* ИСХОДНЫЙ ФРАГМЕНТ *
▬▬▬

Вологодский литератор

официальный сайт
1
186
Валентин Непомнящий

Валентин Непомнящий:

РОССИЯ, ИЗ КОТОРОЙ ВЫНУЛИ ДУШУ…

— Пушкинская комиссия что из себя представляет?

— Пушкинская комиссия ИМЛИ — это неформальное подразделение при нашем институте, которое по существу — постоянно действующая Пушкинская конференция в Москве. Притом не собственно московская, но общероссийская и международная. Докладчики приезжают к нам из разных городов мира. Существует комиссия вот уже 20 лет, и на ней сделано и обсуждено около 300 докладов (часть напечатана в наших институтских сборниках «Московский пушкинист»).

— Вот я шел сейчас к вам и в вестибюле ИМЛИ увидел объявление: «Заседание Пушкинской комиссии. Слово «Бог» в «Капитанской дочке». Неужели в творчестве Пушкина что-то еще осталось неизученным? Неужели еще возможны открытия?

▬▬▬

* СТРОКИ ДАННЫХ *
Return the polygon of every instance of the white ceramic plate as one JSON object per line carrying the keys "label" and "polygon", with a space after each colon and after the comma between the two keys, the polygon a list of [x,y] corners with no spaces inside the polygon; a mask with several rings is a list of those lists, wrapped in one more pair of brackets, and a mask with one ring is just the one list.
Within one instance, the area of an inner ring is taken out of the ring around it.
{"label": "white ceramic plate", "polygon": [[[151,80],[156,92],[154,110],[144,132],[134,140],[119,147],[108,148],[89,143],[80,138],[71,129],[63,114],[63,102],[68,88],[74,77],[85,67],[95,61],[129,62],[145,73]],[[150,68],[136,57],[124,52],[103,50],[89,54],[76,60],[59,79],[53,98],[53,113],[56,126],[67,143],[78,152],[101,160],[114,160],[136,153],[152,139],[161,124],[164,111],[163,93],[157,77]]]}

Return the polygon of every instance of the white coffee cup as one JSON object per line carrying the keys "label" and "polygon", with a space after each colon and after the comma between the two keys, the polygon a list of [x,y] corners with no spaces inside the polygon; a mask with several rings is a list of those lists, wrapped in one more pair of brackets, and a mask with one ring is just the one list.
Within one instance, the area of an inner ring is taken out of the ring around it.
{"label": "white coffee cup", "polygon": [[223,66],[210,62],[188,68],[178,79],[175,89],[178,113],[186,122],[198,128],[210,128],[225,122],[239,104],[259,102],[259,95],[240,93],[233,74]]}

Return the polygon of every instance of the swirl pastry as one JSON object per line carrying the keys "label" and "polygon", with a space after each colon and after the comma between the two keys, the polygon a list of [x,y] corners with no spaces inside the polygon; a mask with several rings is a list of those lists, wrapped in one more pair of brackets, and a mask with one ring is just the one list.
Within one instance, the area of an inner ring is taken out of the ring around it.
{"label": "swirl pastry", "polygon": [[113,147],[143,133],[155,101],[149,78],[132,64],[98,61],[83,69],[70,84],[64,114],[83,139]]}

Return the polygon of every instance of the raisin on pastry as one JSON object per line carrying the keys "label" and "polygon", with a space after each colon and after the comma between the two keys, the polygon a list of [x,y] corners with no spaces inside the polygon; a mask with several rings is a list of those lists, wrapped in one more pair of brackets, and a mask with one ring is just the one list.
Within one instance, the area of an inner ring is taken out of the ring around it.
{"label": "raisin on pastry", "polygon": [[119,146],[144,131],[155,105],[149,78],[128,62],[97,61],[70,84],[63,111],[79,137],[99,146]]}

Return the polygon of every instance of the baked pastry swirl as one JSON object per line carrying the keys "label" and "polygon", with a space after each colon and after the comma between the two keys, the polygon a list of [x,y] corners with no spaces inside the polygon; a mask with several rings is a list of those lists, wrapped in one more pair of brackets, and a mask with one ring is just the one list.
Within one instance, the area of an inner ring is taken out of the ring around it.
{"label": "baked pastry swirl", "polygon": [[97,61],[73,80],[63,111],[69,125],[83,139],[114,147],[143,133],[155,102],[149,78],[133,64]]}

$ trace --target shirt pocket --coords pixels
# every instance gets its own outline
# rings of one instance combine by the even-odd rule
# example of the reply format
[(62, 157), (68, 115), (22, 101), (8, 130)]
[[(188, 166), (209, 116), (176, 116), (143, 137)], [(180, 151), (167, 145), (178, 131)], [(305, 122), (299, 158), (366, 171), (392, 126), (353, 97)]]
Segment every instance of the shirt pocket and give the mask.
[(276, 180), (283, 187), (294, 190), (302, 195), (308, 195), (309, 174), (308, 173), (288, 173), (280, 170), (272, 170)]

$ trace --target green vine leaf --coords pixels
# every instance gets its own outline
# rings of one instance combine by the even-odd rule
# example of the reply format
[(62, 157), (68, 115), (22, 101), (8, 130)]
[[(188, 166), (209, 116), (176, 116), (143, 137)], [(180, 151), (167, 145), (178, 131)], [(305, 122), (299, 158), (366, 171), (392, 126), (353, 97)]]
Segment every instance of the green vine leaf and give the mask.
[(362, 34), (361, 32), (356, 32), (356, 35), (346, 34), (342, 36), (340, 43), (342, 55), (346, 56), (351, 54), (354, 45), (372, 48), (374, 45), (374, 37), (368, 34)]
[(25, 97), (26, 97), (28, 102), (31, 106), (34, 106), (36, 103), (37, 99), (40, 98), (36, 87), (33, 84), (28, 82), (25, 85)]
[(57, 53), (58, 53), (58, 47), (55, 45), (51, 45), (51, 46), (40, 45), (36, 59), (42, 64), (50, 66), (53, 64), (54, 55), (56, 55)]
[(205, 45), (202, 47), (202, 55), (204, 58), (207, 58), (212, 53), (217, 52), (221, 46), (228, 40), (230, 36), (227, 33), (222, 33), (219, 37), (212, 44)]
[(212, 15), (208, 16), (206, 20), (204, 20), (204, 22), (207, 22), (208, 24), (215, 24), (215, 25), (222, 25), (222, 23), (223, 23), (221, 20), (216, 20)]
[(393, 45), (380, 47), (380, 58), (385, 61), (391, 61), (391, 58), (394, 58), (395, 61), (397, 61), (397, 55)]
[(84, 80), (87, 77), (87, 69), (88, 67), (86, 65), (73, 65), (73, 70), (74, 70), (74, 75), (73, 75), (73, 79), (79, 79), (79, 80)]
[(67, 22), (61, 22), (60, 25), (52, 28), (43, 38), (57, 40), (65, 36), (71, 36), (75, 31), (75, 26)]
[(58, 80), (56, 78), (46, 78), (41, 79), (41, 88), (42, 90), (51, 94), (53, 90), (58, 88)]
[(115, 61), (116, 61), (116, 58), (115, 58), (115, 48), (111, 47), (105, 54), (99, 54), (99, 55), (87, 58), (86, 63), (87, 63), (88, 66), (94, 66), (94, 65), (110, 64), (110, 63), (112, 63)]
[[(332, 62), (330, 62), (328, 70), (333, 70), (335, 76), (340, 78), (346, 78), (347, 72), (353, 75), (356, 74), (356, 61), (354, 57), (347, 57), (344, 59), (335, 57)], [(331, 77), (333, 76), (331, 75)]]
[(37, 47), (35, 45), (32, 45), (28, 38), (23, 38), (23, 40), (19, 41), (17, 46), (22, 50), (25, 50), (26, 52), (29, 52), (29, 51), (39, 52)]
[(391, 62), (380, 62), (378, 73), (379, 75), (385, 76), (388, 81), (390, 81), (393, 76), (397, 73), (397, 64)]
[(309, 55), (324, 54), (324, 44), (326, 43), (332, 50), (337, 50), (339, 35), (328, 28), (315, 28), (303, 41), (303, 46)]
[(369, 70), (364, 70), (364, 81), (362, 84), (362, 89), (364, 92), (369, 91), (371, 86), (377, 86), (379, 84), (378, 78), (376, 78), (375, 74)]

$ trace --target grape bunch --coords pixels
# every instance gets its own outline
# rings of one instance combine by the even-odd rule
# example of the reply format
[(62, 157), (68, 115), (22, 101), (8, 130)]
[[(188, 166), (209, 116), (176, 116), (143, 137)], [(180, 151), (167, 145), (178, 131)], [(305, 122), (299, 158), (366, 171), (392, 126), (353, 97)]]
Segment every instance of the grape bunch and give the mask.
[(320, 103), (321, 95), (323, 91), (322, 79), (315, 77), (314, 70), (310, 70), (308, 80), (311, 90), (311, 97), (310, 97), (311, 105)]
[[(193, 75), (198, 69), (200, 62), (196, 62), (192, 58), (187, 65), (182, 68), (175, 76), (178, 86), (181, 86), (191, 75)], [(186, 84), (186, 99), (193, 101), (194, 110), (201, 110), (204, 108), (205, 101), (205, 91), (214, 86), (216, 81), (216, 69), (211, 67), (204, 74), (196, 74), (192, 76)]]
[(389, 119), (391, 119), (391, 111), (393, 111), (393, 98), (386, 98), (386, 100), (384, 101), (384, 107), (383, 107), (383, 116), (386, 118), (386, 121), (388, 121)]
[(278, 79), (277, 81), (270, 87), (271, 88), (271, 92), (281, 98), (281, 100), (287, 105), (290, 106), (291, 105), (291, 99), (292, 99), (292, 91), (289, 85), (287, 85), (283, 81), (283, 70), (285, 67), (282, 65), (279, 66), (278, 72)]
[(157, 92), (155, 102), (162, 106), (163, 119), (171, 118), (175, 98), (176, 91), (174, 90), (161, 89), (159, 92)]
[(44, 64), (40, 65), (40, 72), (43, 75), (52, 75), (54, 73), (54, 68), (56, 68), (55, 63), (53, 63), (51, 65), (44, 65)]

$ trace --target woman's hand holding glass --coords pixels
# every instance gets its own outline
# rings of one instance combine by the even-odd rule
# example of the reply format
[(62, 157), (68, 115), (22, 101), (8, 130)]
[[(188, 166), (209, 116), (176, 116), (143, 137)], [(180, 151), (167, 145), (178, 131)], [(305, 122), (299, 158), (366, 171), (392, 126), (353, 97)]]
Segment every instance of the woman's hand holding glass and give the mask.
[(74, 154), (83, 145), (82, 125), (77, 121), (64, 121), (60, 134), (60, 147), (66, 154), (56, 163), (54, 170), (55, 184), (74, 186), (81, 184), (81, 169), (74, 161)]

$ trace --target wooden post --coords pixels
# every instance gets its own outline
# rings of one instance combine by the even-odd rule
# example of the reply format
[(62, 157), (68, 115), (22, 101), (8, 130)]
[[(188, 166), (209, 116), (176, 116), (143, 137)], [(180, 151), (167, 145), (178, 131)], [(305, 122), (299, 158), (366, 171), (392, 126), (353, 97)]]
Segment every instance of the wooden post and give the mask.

▬▬▬

* ЗАДАНИЕ *
Продублируйте без изменений отрывок из интервью о Пушкинской комиссии между словами «РОССИЯ, ИЗ КОТОРОЙ» и «еще возможны открытия?» включительно.

* ПИСЬМЕННОЕ РЕШЕНИЕ *
РОССИЯ, ИЗ КОТОРОЙ ВЫНУЛИ ДУШУ…

— Пушкинская комиссия что из себя представляет?

— Пушкинская комиссия ИМЛИ — это неформальное подразделение при нашем институте, которое по существу — постоянно действующая Пушкинская конференция в Москве. Притом не собственно московская, но общероссийская и международная. Докладчики приезжают к нам из разных городов мира. Существует комиссия вот уже 20 лет, и на ней сделано и обсуждено около 300 докладов (часть напечатана в наших институтских сборниках «Московский пушкинист»).

— Вот я шел сейчас к вам и в вестибюле ИМЛИ увидел объявление: «Заседание Пушкинской комиссии. Слово «Бог» в «Капитанской дочке». Неужели в творчестве Пушкина что-то еще осталось неизученным? Неужели еще возможны открытия?